Excerpted passage: Begin

I forced myself to say “yes” even if the counter was cluttered, or there were dishes in the sink. I said, “come by whenever,” even if there was nothing fancy to serve in the fridge. We synced calendars to accommodate short stints, instead of waiting for a weekend, or a long visit to be accommodated. The pressure was off, and it ushered in a delightful pendulum swing bringing friendly faces to my door and filling my home with conversation and laughter. My baby visits have freed me from having to “host,” and it changed everything.
Suddenly, I no longer felt obligated to clean the house within an inch of its life, cook a meal, or even put on makeup when someone is coming over. No one was going to give me a bad Yelp review! And, like the liberating Sheryl Sandberg expression, “done is better than perfect,” a “drop by” was better than the ubiquitous-yet-rarely-actualized promise of “we should get together soon.” The bonus is that my kid’s village is forming, and thanks to the careful protection of Purell and sometimes masks, our visitors get to be part of her life from the very first chapter.
But, today, as my friend who popped by to have a lovely coffee with me at 8:30 am on her way to work pulled away in her car an hour after arriving, I had a chilling thought. This is all going to end! While nothing will ever be like the quarantined winter I spent alone in my pregnancy, I will miss the casual, easy-breezy baby visits I have become used to in the past five weeks.
It got me thinking, why do we close off our homes because they aren’t perfect or because we can’t throw a dinner party with all the accoutrement of a perfect magazine “tablescape?” Some even reserve hosting to kids’ events when a giant jumping castle can be procured. And, many never get anything on the books at all because “who has the time?”

Excerpted passage: End

• [Tasks to perform]
(A) Answer these questions about the passage on baby visits:
(i) What word did the writer make a point of saying even when the counter was cluttered?
(ii) What do visitors rely on for protection, according to the passage?
(iii) For what occasions do some people reserve hosting?
(B) Please write the next paragraph of the passage on baby visits and casual hosting, continuing after its final line.

Data extract: Begin

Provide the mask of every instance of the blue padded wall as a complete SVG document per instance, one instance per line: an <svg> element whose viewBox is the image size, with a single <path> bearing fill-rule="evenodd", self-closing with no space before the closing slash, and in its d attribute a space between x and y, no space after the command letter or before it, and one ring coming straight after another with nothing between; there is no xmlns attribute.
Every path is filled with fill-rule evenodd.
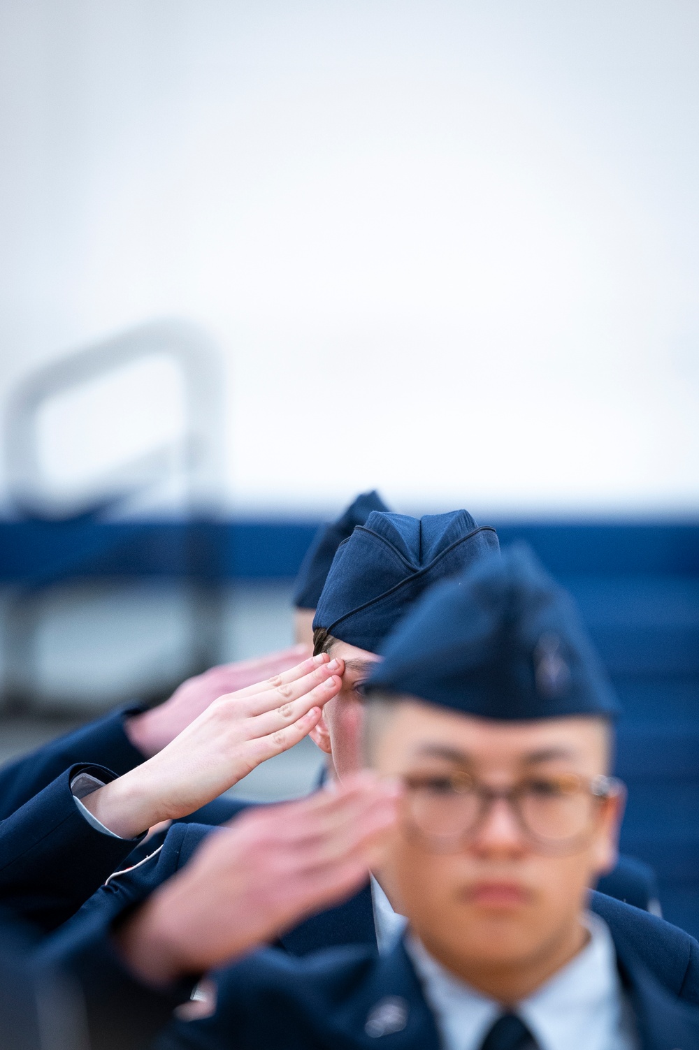
<svg viewBox="0 0 699 1050"><path fill-rule="evenodd" d="M623 849L651 863L672 922L699 936L699 526L492 522L578 601L624 715ZM0 523L0 580L292 576L315 522Z"/></svg>

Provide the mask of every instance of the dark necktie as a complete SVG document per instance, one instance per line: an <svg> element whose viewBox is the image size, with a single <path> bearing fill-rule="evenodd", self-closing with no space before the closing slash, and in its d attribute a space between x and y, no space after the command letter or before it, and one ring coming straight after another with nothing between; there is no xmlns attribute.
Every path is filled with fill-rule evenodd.
<svg viewBox="0 0 699 1050"><path fill-rule="evenodd" d="M480 1050L538 1050L538 1046L523 1021L514 1013L503 1013L486 1035Z"/></svg>

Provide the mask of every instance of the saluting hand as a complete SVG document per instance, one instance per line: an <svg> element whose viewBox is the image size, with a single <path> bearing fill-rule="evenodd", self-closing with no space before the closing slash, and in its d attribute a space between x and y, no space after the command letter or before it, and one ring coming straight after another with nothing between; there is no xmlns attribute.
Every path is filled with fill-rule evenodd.
<svg viewBox="0 0 699 1050"><path fill-rule="evenodd" d="M340 692L343 672L342 659L321 653L220 696L166 748L83 798L83 804L122 838L193 813L303 739Z"/></svg>
<svg viewBox="0 0 699 1050"><path fill-rule="evenodd" d="M150 711L131 715L124 722L126 735L142 755L151 758L167 747L183 729L194 720L212 700L224 693L234 693L255 682L264 681L295 667L304 656L310 656L311 647L290 646L255 659L220 664L203 674L187 678L170 698Z"/></svg>
<svg viewBox="0 0 699 1050"><path fill-rule="evenodd" d="M202 973L343 900L379 857L398 797L365 772L212 832L120 928L127 963L153 984Z"/></svg>

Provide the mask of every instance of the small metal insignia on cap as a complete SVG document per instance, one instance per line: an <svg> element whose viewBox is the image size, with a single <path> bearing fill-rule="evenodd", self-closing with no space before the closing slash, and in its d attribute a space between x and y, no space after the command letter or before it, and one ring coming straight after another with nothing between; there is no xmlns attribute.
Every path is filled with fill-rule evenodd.
<svg viewBox="0 0 699 1050"><path fill-rule="evenodd" d="M557 634L542 634L536 646L536 688L543 696L560 696L571 677L571 669L560 655Z"/></svg>
<svg viewBox="0 0 699 1050"><path fill-rule="evenodd" d="M387 995L369 1011L364 1030L372 1038L402 1032L408 1024L408 1004L399 995Z"/></svg>

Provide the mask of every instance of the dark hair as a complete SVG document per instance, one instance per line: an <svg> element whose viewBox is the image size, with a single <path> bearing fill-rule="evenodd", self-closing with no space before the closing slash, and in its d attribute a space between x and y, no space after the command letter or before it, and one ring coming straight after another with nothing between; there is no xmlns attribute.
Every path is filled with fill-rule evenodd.
<svg viewBox="0 0 699 1050"><path fill-rule="evenodd" d="M329 653L330 646L336 640L332 634L328 634L325 627L316 627L313 631L313 655L318 656L321 653Z"/></svg>

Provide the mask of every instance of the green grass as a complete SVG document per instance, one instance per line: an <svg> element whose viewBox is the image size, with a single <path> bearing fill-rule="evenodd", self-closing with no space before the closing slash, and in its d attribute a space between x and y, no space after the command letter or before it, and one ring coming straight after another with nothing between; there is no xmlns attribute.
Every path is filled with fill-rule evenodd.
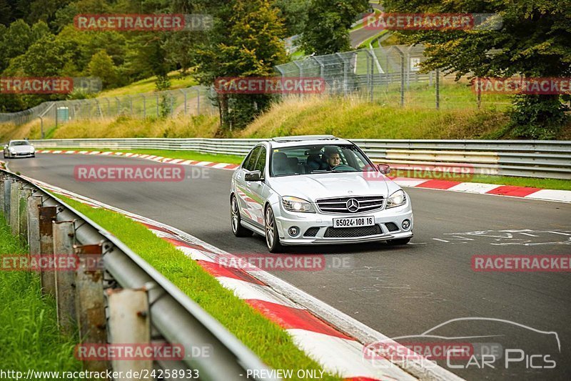
<svg viewBox="0 0 571 381"><path fill-rule="evenodd" d="M0 214L0 255L26 251L11 236ZM61 335L55 300L42 295L39 277L26 271L0 271L0 369L23 372L79 371L76 338Z"/></svg>
<svg viewBox="0 0 571 381"><path fill-rule="evenodd" d="M369 44L370 43L372 43L374 40L376 40L377 39L381 37L383 35L386 34L387 33L388 33L388 31L388 31L388 30L384 30L384 31L379 31L377 34L375 34L375 35L374 35L374 36L373 36L371 37L369 37L366 40L365 40L363 42L361 42L361 44L359 45L359 48L358 49L369 49Z"/></svg>
<svg viewBox="0 0 571 381"><path fill-rule="evenodd" d="M46 148L42 149L59 149L61 148ZM109 151L108 149L101 148L65 148L64 150L72 151ZM243 159L243 157L238 155L216 155L211 154L203 154L194 151L169 151L166 149L117 149L121 152L132 152L133 154L146 154L171 159L183 159L185 160L200 160L202 162L223 162L229 164L240 164ZM393 176L406 177L408 174L407 171L393 170ZM410 172L410 174L413 175ZM417 177L418 177L417 175ZM428 176L426 177L430 178ZM435 179L449 179L452 181L459 181L463 182L481 182L485 184L497 184L500 185L516 185L518 187L530 187L532 188L542 188L545 189L562 189L571 190L571 180L564 180L559 179L540 179L537 177L516 177L510 176L493 176L475 174L469 178L455 178L452 177L434 177Z"/></svg>
<svg viewBox="0 0 571 381"><path fill-rule="evenodd" d="M244 157L238 155L223 155L214 154L203 154L195 151L171 151L168 149L109 149L108 148L41 148L39 149L51 149L64 151L113 151L118 152L133 153L162 156L171 159L183 159L185 160L198 160L201 162L214 162L217 163L240 164Z"/></svg>
<svg viewBox="0 0 571 381"><path fill-rule="evenodd" d="M183 89L185 87L190 87L197 84L196 81L194 80L191 76L181 77L178 71L173 71L168 74L168 78L171 79L171 89ZM140 93L150 93L155 91L156 87L155 86L156 76L151 76L141 81L133 82L123 87L118 87L116 89L111 89L105 90L101 93L97 94L97 97L118 97L120 95L136 94Z"/></svg>
<svg viewBox="0 0 571 381"><path fill-rule="evenodd" d="M275 369L321 369L293 344L283 329L223 287L195 261L155 236L143 225L118 213L61 198L115 234L269 366ZM340 380L326 375L324 373L324 380Z"/></svg>

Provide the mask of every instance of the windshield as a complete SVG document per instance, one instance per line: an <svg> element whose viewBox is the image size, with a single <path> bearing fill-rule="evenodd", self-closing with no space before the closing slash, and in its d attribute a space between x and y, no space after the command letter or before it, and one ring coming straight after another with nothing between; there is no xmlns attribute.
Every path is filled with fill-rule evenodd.
<svg viewBox="0 0 571 381"><path fill-rule="evenodd" d="M24 140L21 140L21 141L19 141L19 142L12 142L11 143L10 143L10 146L11 146L11 147L14 147L14 146L29 146L29 145L30 145L30 144L28 143L27 142L24 141Z"/></svg>
<svg viewBox="0 0 571 381"><path fill-rule="evenodd" d="M376 170L353 144L275 148L272 149L270 165L273 177Z"/></svg>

Data extract: End

• [Answers for the tasks]
(A)
(i) "Yes."
(ii) Purell and sometimes masks.
(iii) Kids' events when a giant jumping castle can be procured.

(B)
That is why I am calling on moms everywhere to normalize the “drop-by!” After a year apart, we should value in-person catch-ups more than ever. Set up a quickie, no frills home visit with a friend. Check-in on a neighbor with nothing but a cup of coffee. Whether you are the Dropper or the Drop-ee, make it clear that this is not a dress-up or fancy event. Serve what’s in your fridge, or nothing at all, just prioritize the time spent together. And, if you are home-shy, set a walking date in the park out of the blue. Make it easy and be open to saying “yes” with less fuss, fanfare, or notice.
In the olden times, when our grandparents were raising kids, moms’ villages were hyper-localized. Many didn’t needn’t look past their stoop, or street, to find other moms to commiserate with, shoot the shit with, or to ask advice. While there is no stronger brain trust than a facebook moms and dad group, we have lost casual connections outside the virtual space. We now have camera doorbells to avoid being face to face with anyone unexpectedly and have looked horrified at our phones when someone tries to Facetime us without proper notice. We have built moats around our homes and lives to protect us from judgement that may never come, cutting off the arteries of camaraderie and bonding that make life worth living.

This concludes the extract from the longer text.